▶ _PROBLEM REQUIREMENTS_:
Images are not part of the copy; transcribe all the data exactly.

▶ _DATASET RECORDS_:
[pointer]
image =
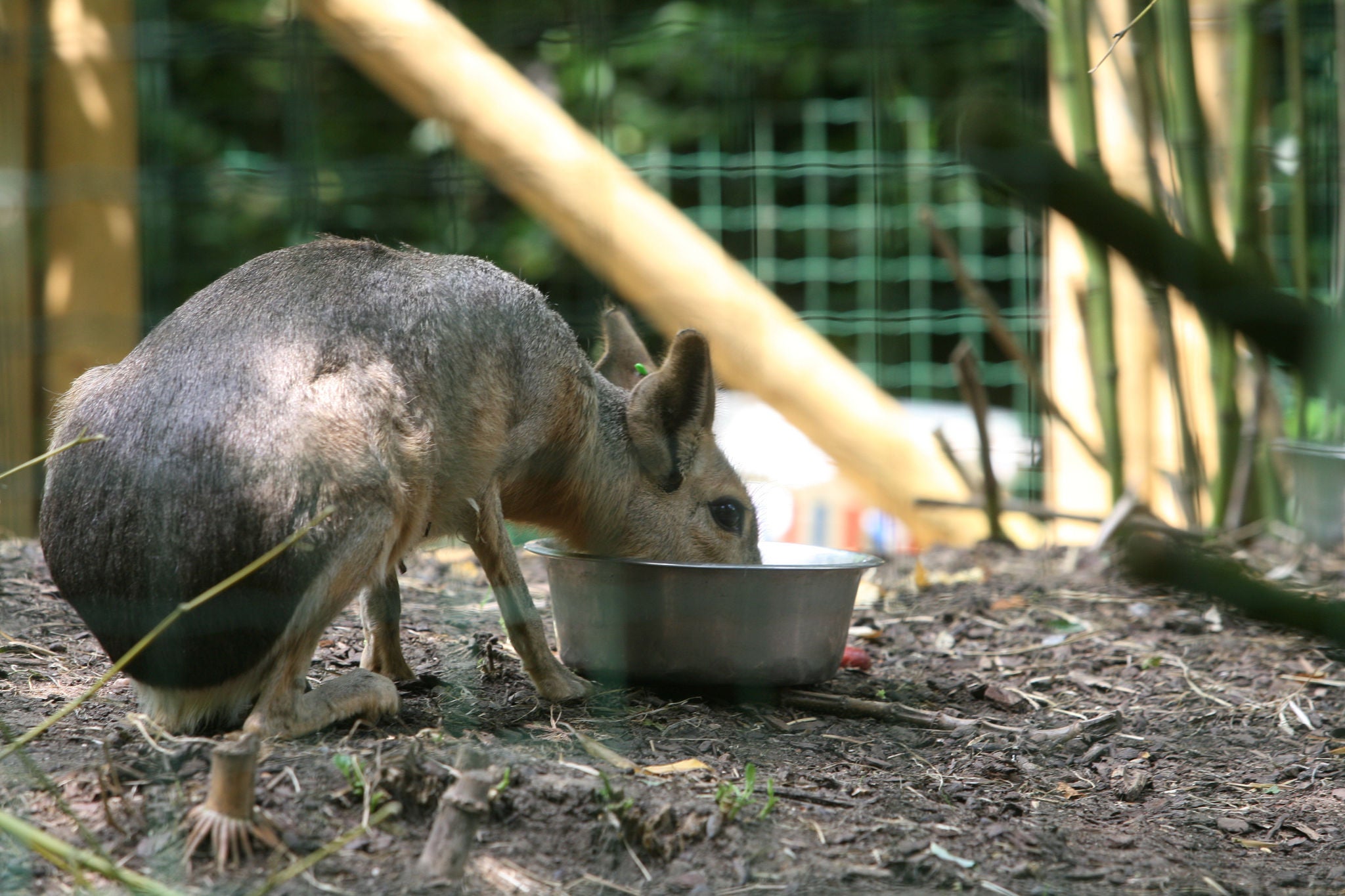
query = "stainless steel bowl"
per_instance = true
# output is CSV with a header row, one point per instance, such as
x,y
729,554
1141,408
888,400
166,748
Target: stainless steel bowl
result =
x,y
779,624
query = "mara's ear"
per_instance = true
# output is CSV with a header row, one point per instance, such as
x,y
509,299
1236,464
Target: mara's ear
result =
x,y
671,409
622,351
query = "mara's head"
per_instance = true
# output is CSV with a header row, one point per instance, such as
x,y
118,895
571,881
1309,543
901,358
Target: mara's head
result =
x,y
685,501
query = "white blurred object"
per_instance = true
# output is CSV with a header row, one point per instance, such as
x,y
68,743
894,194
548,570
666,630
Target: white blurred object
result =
x,y
799,494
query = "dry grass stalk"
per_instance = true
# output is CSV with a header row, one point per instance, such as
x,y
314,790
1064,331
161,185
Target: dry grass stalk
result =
x,y
78,440
72,859
37,731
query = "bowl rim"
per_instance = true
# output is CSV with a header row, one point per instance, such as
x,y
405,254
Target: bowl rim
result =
x,y
856,561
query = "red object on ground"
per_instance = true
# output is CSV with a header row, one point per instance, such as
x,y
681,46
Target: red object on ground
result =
x,y
856,658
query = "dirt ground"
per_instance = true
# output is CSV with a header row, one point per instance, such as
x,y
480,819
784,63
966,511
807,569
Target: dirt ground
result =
x,y
1222,777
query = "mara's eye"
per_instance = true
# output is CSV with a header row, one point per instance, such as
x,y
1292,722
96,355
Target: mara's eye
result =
x,y
728,515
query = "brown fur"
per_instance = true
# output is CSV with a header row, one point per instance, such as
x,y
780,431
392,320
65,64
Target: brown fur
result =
x,y
416,394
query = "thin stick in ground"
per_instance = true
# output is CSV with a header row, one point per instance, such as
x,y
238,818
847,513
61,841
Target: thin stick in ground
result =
x,y
979,299
974,394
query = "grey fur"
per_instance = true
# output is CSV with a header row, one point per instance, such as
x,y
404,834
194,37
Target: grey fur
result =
x,y
409,390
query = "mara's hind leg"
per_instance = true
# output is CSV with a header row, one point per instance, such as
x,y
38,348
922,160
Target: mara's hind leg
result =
x,y
381,612
494,550
284,710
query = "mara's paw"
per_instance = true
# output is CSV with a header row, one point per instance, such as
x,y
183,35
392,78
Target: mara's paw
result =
x,y
355,695
562,685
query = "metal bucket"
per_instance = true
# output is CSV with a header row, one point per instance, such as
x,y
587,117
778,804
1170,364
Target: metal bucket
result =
x,y
1319,489
779,624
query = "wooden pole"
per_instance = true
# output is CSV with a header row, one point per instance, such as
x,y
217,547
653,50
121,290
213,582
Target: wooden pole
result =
x,y
91,297
18,387
650,253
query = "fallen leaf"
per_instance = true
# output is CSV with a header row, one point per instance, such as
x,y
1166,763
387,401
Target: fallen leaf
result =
x,y
856,658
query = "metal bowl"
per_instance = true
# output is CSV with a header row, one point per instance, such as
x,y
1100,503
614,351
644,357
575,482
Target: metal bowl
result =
x,y
779,624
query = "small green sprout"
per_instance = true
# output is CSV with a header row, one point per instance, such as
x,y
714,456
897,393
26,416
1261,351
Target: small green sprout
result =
x,y
353,769
734,798
499,788
771,800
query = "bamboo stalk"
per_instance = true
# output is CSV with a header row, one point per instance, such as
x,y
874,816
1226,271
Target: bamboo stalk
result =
x,y
19,416
1188,140
1191,479
1304,336
1297,102
1069,46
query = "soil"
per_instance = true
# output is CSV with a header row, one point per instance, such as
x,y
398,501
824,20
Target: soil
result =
x,y
1222,773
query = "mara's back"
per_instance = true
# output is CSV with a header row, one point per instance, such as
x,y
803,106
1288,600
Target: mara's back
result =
x,y
337,372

▶ _RESPONSE TO THIS EXERCISE_:
[pointer]
image =
query = "stainless steel bowl"
per_instance = true
# output is CSV with a header row, one point per instance, such as
x,y
729,554
1141,408
888,400
166,748
Target: stainless steel bowl
result =
x,y
779,624
query = "mara's ear"
per_instance = true
# output is CSV with a header row, one point per instance, such as
x,y
509,299
1236,464
Target: mara's ear
result =
x,y
671,409
622,351
query = "mara's head"
per_instance = true
# output is CSV with a header row, one point per instance, such as
x,y
118,895
571,881
1309,543
901,358
Target: mara's head
result =
x,y
685,501
query = "white blurred object"
per_instance = true
# output is CSV with a header row, one point per instance, such as
x,y
68,743
894,194
548,570
666,630
Target: white blurred object
result =
x,y
799,494
query = "dry grass stalk"
per_instance = true
# output is CSV with a header row, one point per instance, such as
x,y
314,790
1064,331
161,185
Target: dry grass stalk
result =
x,y
78,440
72,859
37,731
query = "bowl rim"
per_instance = true
# output is CSV with a header row, one point per instance, such as
x,y
405,254
Target: bowl rim
result =
x,y
856,561
query = "red object on ground"
per_instance = true
# output is CSV with a header row, one point per instance, such as
x,y
681,46
Target: red object on ground
result =
x,y
856,658
query = "dirt ground"
per_instance = true
# output is CSV with a header row, one point per instance, such as
x,y
480,819
784,63
966,511
807,569
Target: dirt ground
result =
x,y
1222,777
query = "mara's eye"
per_instance = true
# output is CSV with a header row, one point per instance, such as
x,y
1292,722
96,355
Target: mara's eye
result =
x,y
728,515
query = "brown fur"
per_instance = true
# output is CSV with a header row, one point per instance, such as
x,y
780,431
392,320
65,64
Target: brown fur
result =
x,y
416,394
query = "thin stick in ground"
per_instance = true
# output is CSV with a header row, one point per instance, such as
x,y
238,818
847,513
61,841
Target: thin stick in ground
result =
x,y
979,299
974,394
query = "grey fur"
per_instance = true
# output is CSV with a header row, one point per instance, such as
x,y
404,834
194,37
Target: grey fur
result =
x,y
409,390
query = "mara's hind leg"
per_instance = true
# output is CSV with a header row, one point per instance, such as
x,y
38,348
922,160
Target: mara's hind leg
result =
x,y
381,612
494,550
284,710
query = "mara's paw"
per_instance = true
# output is CSV with a header row, one point per instance, such as
x,y
183,35
392,78
Target: mara's paw
result =
x,y
355,695
562,685
query = "metal bucket"
per_instance = true
# output is CSV with a header row, one point per instance, such as
x,y
587,117
778,804
1170,364
Target: metal bucket
result =
x,y
1319,489
779,624
query = "wooden pole"
per_instance = true
# output is CSV with a header row, one point per instance, such as
x,y
217,547
653,50
121,290
213,582
Target: wooden pole
result =
x,y
91,297
18,387
650,253
query = "fallen leaf"
per_instance = true
# output is CSV with a header row, one point per instance, such as
x,y
1166,763
387,401
Target: fallen leaf
result =
x,y
856,658
query = "metal bowl"
per_instance = true
# output is CSV with a header row, one point per instance, such as
x,y
1100,503
614,351
644,357
575,482
Target: metal bowl
result =
x,y
779,624
query = "small green sprout"
per_instance = true
# output is CSV with a header row, one point per instance, such as
x,y
714,456
897,393
26,416
1261,351
Target: small green sprout
result =
x,y
353,769
734,798
499,788
771,800
query = "bamboo stalk"
per_instance = true
# output is CSV with a header row, one point per instance, such as
x,y
874,816
1226,271
Target: bamboo stalk
result =
x,y
19,416
1188,140
1191,479
1304,336
1297,102
1069,46
query = "soil"
per_instance = true
# output is CSV with a header row, one point per instance, such as
x,y
398,501
824,20
Target: soil
result =
x,y
1222,773
query = "mara's back"
per_instance = true
# output is CSV with a header row, one point per instance, such as
x,y
803,106
1288,600
Target: mara's back
result =
x,y
337,372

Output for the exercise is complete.